● Your goal
Could you copy every record below exactly as it stands?

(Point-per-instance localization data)
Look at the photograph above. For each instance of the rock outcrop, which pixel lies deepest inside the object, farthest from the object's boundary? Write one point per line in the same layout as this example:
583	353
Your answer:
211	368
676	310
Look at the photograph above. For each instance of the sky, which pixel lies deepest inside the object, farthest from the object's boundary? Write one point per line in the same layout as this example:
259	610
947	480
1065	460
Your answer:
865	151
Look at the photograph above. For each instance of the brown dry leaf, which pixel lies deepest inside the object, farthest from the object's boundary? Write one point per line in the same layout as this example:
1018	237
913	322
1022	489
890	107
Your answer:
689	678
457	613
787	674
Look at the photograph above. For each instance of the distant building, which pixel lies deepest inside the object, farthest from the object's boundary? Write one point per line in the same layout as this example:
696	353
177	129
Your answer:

● Answer space
Look at the photograph above. For each instance of the rock outcrop, which pixel lies deepest inside the object, farthest from the object's boundary? Write one point per line in the same layout as this example:
583	353
Your answer:
211	368
676	310
Look at the photograph above. For each instance of the sky, which pixel lies deepest inside the object, farthest from the object's boundary? Write one point per line in the same layout as this example:
259	610
947	480
1065	460
Your answer:
865	151
Look at the photograph above. For each instance of the brown dry leaf, which pixel lies deepest inside the object, farthest from the object's boundary? Write one point per line in the same layout as this example:
1018	237
913	322
1022	489
890	107
Your answer:
689	678
457	613
787	674
Look at the photograph above. For each instance of the distant building, which pixel lies deepest inside the object, farthest from the object's boundary? Write one point per line in the same layout as this example:
696	353
177	129
Your answer:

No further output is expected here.